═══ DATA TO PROCESS ═══

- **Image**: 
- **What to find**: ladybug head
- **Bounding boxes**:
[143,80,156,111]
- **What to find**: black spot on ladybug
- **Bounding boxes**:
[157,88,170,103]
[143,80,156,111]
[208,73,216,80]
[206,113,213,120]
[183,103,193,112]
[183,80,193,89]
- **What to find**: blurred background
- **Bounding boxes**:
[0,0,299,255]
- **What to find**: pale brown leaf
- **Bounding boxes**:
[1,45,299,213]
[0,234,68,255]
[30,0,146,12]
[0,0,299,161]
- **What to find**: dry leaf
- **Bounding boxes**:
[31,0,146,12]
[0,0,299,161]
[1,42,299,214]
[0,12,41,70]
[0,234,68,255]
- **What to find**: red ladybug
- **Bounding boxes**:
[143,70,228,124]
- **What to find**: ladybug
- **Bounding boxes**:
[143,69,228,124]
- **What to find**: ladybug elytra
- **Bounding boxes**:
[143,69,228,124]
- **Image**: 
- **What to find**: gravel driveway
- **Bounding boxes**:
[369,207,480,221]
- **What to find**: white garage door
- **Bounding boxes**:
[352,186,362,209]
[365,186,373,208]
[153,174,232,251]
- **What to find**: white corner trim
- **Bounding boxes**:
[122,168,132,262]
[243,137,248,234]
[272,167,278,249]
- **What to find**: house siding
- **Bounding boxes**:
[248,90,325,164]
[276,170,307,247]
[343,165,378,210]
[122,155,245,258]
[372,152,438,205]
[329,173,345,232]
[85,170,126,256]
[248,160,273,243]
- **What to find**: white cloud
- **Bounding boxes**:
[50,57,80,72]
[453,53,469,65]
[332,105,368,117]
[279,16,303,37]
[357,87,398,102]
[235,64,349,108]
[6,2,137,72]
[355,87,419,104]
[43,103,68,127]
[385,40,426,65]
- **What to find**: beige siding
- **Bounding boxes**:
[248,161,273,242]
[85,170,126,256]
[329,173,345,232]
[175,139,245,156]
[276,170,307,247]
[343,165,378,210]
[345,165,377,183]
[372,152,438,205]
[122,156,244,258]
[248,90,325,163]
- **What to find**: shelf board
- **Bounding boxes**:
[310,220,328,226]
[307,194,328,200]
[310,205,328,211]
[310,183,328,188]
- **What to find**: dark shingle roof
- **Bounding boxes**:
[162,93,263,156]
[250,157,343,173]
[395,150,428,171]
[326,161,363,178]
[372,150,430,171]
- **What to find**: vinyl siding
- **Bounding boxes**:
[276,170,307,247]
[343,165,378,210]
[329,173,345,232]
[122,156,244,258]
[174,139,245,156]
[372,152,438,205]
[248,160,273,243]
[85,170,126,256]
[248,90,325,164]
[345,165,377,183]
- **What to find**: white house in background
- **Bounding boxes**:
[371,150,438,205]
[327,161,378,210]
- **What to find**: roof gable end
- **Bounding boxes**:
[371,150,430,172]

═══

GIVEN PROBLEM: Rewrite the records above, putting "ladybird" in place of every "ladybug" and leaving everything else as it is.

FINISHED EXERCISE:
- **Image**: 
- **What to find**: ladybird head
- **Bounding boxes**:
[143,80,156,111]
- **What to find**: black spot on ladybird
- **Bounding boxes**:
[157,88,170,103]
[143,80,156,111]
[208,73,216,80]
[206,113,213,120]
[183,103,193,112]
[183,80,193,89]
- **What to find**: blurred background
- **Bounding boxes**:
[0,0,299,255]
- **What to find**: pale brown leaf
- **Bounding boxes**:
[1,45,299,213]
[0,234,68,255]
[30,0,146,12]
[0,0,299,161]
- **What to find**: dry leaf
- **Bounding boxes**:
[31,0,146,12]
[0,0,299,161]
[1,42,299,214]
[0,12,41,70]
[0,234,68,255]
- **What to find**: red ladybird
- **Bounding boxes**:
[143,70,228,124]
- **What to find**: ladybird
- **Bounding boxes**:
[143,69,228,124]
- **What to find**: ladybird elytra
- **Bounding boxes**:
[143,69,228,124]
- **Image**: 
- **What to find**: gravel driveway
- **Bounding boxes**:
[369,207,480,221]
- **What to find**: white garage door
- **Bounding boxes**:
[352,186,362,209]
[365,186,373,208]
[153,174,232,251]
- **What to find**: white corner trim
- **Bounding boxes**:
[122,168,132,262]
[243,137,248,234]
[272,167,278,249]
- **What to find**: house siding
- **Bounding boxes**:
[248,90,325,164]
[276,170,307,247]
[343,165,378,210]
[122,155,245,258]
[372,152,438,205]
[329,173,345,232]
[85,170,126,256]
[248,160,273,243]
- **What to find**: white cloud
- **Bounding boxes**:
[50,57,80,72]
[453,53,469,65]
[332,105,368,117]
[279,16,303,37]
[357,87,398,102]
[235,64,349,108]
[6,2,137,72]
[355,87,419,104]
[43,103,68,127]
[385,40,426,65]
- **What to find**: beige siding
- **Bounding boxes**:
[248,161,273,242]
[85,170,126,256]
[329,173,345,232]
[175,139,245,156]
[276,170,307,247]
[343,165,378,210]
[345,165,377,183]
[372,152,438,205]
[122,156,244,258]
[248,90,325,163]
- **What to find**: shelf board
- **Bounding boxes**:
[310,220,328,226]
[307,194,328,200]
[310,205,328,211]
[310,183,328,188]
- **What to find**: dark shingle roof
- **Bounding boxes**:
[162,93,263,156]
[250,157,343,173]
[395,150,428,171]
[326,161,363,178]
[372,150,430,171]
- **What to find**: vinyl siding
- **Bounding boxes**:
[276,170,307,247]
[343,165,378,210]
[329,173,345,232]
[122,156,244,258]
[174,139,245,156]
[372,152,438,205]
[248,160,273,243]
[85,170,126,256]
[248,90,325,164]
[345,165,377,183]
- **What to find**: white house in background
- **Bounding boxes**:
[371,150,438,205]
[327,161,378,210]
- **What to find**: roof gable end
- **Bounding boxes**:
[371,150,430,172]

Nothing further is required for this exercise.